##### SEITE #####

Schon immer hat die IT-Branche unter einem großen Ungleichgewicht der Geschlechter gelitten, die Frauen sind klar in der Minderheit. Gerade auch im Kontext des allgemeinen Mangels an Fachkräften für IT-Sicherheit ist dieser Zustand besorgniserregend. Unternehmen müssen folglich Initiativen ergreifen, um dieses Ungleichgewicht zu verringern.

Nach einer aktuellen Umfrage im Auftrag des Digitalverbands Bitkom sind nur 15 Prozent der Bewerber auf eine IT-Stelle in Deutschland weiblich (1). Andererseits möchten 55% der befragten Unternehmen den Frauenanteil erhöhen. Dabei ist es wichtig, dass sie ihren Worten Taten folgen lassen. Sie müssen entschlossen vorgehen und sich bewusst sein, dass es mehrere Jahre dauern kann, bis eine nachhaltige Änderung eintritt.

 

Um den Frauenanteil bei den IT-Fachkräften zu erhöhen, sollten Unternehmen drei Maßnahmen ergreifen.

#####

AUFGABEN >>
**a)** Wie hoch ist laut dem Text über Frauen in der IT-Branche der Anteil weiblicher Bewerber auf eine IT-Stelle in Deutschland?
**b)** Zitieren Sie aus dem Text über Frauen in der IT-Branche den Abschnitt, der bei den Worten „Nach einer aktuellen“ beginnt, und hören Sie nach „nachhaltige Änderung eintritt.“ auf.
Die Zeilen werden für die Bearbeitung nicht benötigt.

##### VORLIEGENDE DATEN #####

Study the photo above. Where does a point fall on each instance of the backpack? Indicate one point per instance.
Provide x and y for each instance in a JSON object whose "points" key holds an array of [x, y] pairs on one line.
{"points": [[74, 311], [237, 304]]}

#####

ANTWORTEN >>
**a)** Nur 15 Prozent.

**b)**
Nach einer aktuellen Umfrage im Auftrag des Digitalverbands Bitkom sind nur 15 Prozent der Bewerber auf eine IT-Stelle in Deutschland weiblich (1). Andererseits möchten 55% der befragten Unternehmen den Frauenanteil erhöhen. Dabei ist es wichtig, dass sie ihren Worten Taten folgen lassen. Sie müssen entschlossen vorgehen und sich bewusst sein, dass es mehrere Jahre dauern kann, bis eine nachhaltige Änderung eintritt.